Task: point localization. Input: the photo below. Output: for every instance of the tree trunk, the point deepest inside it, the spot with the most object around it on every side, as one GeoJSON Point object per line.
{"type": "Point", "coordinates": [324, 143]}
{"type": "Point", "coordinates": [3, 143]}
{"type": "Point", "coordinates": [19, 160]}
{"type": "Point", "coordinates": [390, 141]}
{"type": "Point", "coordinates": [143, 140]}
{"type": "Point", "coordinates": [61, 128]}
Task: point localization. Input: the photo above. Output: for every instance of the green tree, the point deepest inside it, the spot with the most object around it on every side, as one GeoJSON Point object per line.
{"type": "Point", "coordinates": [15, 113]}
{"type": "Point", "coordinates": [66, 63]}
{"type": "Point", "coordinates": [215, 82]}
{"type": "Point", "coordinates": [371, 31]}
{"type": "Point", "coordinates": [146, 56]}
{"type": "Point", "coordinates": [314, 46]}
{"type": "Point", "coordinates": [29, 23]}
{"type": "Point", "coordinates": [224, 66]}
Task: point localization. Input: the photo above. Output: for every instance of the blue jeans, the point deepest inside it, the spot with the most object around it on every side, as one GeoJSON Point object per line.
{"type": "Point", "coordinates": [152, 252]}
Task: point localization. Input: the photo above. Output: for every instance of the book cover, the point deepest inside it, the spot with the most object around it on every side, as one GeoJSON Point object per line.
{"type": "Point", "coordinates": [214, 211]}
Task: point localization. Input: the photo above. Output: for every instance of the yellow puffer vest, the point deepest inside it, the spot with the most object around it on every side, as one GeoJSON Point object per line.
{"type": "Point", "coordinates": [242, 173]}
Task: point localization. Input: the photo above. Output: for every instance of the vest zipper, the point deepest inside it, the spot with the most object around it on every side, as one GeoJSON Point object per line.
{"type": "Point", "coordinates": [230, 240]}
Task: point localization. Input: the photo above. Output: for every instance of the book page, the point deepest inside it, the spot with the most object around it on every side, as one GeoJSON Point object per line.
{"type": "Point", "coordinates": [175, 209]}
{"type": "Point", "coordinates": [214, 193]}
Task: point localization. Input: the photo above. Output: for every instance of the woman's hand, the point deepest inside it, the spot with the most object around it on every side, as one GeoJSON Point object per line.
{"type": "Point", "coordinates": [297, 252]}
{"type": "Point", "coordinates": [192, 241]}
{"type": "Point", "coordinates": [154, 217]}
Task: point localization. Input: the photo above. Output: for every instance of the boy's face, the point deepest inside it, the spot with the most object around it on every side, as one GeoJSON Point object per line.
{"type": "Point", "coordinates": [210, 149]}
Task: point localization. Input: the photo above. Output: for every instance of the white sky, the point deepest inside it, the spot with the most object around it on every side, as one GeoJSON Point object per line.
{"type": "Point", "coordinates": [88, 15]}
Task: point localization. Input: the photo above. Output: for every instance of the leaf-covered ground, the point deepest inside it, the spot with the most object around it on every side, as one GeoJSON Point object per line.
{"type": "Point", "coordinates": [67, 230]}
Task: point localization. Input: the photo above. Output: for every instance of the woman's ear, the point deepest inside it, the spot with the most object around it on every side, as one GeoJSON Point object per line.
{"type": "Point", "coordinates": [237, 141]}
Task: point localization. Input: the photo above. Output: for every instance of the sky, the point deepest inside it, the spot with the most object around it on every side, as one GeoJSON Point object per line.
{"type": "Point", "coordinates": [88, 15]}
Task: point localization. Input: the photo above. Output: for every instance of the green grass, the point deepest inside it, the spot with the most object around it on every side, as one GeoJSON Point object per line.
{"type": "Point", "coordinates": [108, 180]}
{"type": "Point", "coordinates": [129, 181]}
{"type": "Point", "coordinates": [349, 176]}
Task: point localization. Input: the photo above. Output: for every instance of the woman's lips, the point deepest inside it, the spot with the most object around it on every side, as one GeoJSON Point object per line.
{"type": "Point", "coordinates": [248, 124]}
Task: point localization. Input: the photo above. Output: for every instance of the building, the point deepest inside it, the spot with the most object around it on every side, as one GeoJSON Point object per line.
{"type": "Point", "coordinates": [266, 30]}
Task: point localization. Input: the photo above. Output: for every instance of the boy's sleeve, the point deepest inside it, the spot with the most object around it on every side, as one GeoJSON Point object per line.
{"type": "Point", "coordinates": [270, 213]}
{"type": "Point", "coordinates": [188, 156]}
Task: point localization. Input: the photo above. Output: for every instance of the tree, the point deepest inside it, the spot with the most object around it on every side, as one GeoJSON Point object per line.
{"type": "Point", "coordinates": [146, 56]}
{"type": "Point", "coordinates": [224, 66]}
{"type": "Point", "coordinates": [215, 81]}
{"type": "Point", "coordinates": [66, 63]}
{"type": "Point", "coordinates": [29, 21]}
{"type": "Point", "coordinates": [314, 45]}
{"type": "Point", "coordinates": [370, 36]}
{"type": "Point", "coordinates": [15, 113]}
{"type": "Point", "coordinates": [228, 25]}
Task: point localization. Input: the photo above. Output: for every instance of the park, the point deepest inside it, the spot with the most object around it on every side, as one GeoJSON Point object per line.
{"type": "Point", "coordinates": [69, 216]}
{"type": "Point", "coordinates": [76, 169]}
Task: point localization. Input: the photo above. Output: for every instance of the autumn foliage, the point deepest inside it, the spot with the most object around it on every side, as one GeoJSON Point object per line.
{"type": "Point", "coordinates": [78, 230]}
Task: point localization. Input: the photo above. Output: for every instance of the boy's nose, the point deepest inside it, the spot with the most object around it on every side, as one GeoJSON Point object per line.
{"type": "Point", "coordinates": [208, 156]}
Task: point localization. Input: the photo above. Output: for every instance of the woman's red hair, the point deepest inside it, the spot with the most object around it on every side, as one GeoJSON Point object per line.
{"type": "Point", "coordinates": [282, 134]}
────
- **Task instructions**:
The data must be output in full, exactly as given.

- **Answer to the problem**:
Task: point localization. Input: the photo below. Output: for every instance of the tree trunk, the point deepest inside it, the spot with the most object around it on every side, as one GeoJSON Point object per line.
{"type": "Point", "coordinates": [324, 143]}
{"type": "Point", "coordinates": [3, 143]}
{"type": "Point", "coordinates": [19, 160]}
{"type": "Point", "coordinates": [390, 141]}
{"type": "Point", "coordinates": [143, 140]}
{"type": "Point", "coordinates": [61, 128]}
Task: point localization. Input: the photo above. Output: for every instance of the green tree, the point deepest inside it, the spot with the most object around it on every side, as one GeoJSON Point object per line.
{"type": "Point", "coordinates": [15, 113]}
{"type": "Point", "coordinates": [66, 63]}
{"type": "Point", "coordinates": [215, 82]}
{"type": "Point", "coordinates": [371, 31]}
{"type": "Point", "coordinates": [146, 56]}
{"type": "Point", "coordinates": [314, 46]}
{"type": "Point", "coordinates": [29, 23]}
{"type": "Point", "coordinates": [224, 66]}
Task: point localization. Input: the photo above. Output: for every instance of the blue jeans, the point deepest inside it, the spot with the most object around it on every side, as one GeoJSON Point object per line.
{"type": "Point", "coordinates": [152, 252]}
Task: point localization. Input: the photo above. Output: for every instance of the book cover, the point deepest inside it, the spot with the most object around it on every side, as one GeoJSON Point object per line.
{"type": "Point", "coordinates": [214, 211]}
Task: point localization. Input: the photo above. Output: for every instance of the yellow puffer vest, the point deepest inside it, the spot with the most object around it on every side, as one GeoJSON Point object per line.
{"type": "Point", "coordinates": [242, 173]}
Task: point localization. Input: the photo above. Output: for every instance of the vest zipper, the point deepest inside it, the spot with the most object around it on every side, as one GeoJSON Point object per line.
{"type": "Point", "coordinates": [230, 240]}
Task: point localization. Input: the photo above. Output: for every instance of the book page, the point deepest inside it, the spot with the most object around it on every side, as one GeoJSON Point object per line.
{"type": "Point", "coordinates": [175, 209]}
{"type": "Point", "coordinates": [214, 193]}
Task: point localization. Input: the photo above. Output: for every instance of the woman's hand, the point deepest inside it, the spot with the most object around it on every side, as one GeoJSON Point object per line.
{"type": "Point", "coordinates": [297, 252]}
{"type": "Point", "coordinates": [192, 241]}
{"type": "Point", "coordinates": [154, 217]}
Task: point localization. Input: the photo above. Output: for every instance of the boy's face, the point deepest inside it, the spot with the most object around it on every side, as one GeoJSON Point object per line.
{"type": "Point", "coordinates": [210, 149]}
Task: point localization. Input: the photo above. Output: for every instance of the white sky, the point deepest inside it, the spot with the most object around it on every side, as one GeoJSON Point object per line.
{"type": "Point", "coordinates": [88, 15]}
Task: point localization. Input: the photo above. Output: for every instance of the leaf-covered ground, the point deepest inside it, the spot with the most object around it on every side, as one GeoJSON Point object per line.
{"type": "Point", "coordinates": [67, 230]}
Task: point localization. Input: the photo above. Output: for every instance of the woman's ear, the point deepest inside it, the spot with the most object around it on every side, as one GeoJSON Point object per line.
{"type": "Point", "coordinates": [237, 141]}
Task: point localization. Input: the photo above. Output: for every instance of the sky, the point deepest inside it, the spot with the most object around it on every side, as one GeoJSON Point object per line.
{"type": "Point", "coordinates": [88, 15]}
Task: point localization. Input: the photo above. Output: for every instance of the green grass, the point deepest inside it, the spot with the most object around it on every side, as one GeoJSON Point object per line.
{"type": "Point", "coordinates": [108, 180]}
{"type": "Point", "coordinates": [129, 181]}
{"type": "Point", "coordinates": [349, 176]}
Task: point localization. Input: the photo above. Output: for every instance of the woman's lips, the point deepest inside it, the spot with the most object around it on every side, as one GeoJSON Point object per line.
{"type": "Point", "coordinates": [248, 124]}
Task: point localization. Input: the photo above. Output: for every instance of the building, the point deepest inside it, the spot with the most object around it on every side, as one GeoJSON Point object per line.
{"type": "Point", "coordinates": [266, 30]}
Task: point localization. Input: the photo above. Output: for every instance of the boy's sleeve, the point deepest inside it, the spot with the most object around it on every side, as one GeoJSON Point object per line.
{"type": "Point", "coordinates": [270, 213]}
{"type": "Point", "coordinates": [188, 156]}
Task: point localization. Input: the photo above. Output: for every instance of the tree, the point deepest inside it, the spot with the most object around it on every side, as one GeoJSON Point object per line.
{"type": "Point", "coordinates": [146, 56]}
{"type": "Point", "coordinates": [224, 66]}
{"type": "Point", "coordinates": [215, 81]}
{"type": "Point", "coordinates": [66, 63]}
{"type": "Point", "coordinates": [29, 21]}
{"type": "Point", "coordinates": [314, 45]}
{"type": "Point", "coordinates": [370, 36]}
{"type": "Point", "coordinates": [15, 113]}
{"type": "Point", "coordinates": [228, 25]}
Task: point localization. Input: the photo above. Output: for every instance of the park, the point deepest inside it, the spot with the most object around it on every side, as one GeoJSON Point object per line.
{"type": "Point", "coordinates": [69, 216]}
{"type": "Point", "coordinates": [76, 169]}
Task: point localization. Input: the photo above. Output: for every instance of the autumn foliage, the point deepest inside it, the spot with the most object around it on every side, as one GeoJSON Point object per line.
{"type": "Point", "coordinates": [78, 230]}
Task: point localization. Input: the photo above. Output: for every instance of the boy's nose, the point deepest inside it, the spot with the most object around it on every side, as one GeoJSON Point object per line.
{"type": "Point", "coordinates": [208, 156]}
Task: point localization. Input: the photo above. Output: for every instance of the woman's red hair, the point deepest inside it, the spot with the most object around it on every side, as one GeoJSON Point object per line.
{"type": "Point", "coordinates": [282, 134]}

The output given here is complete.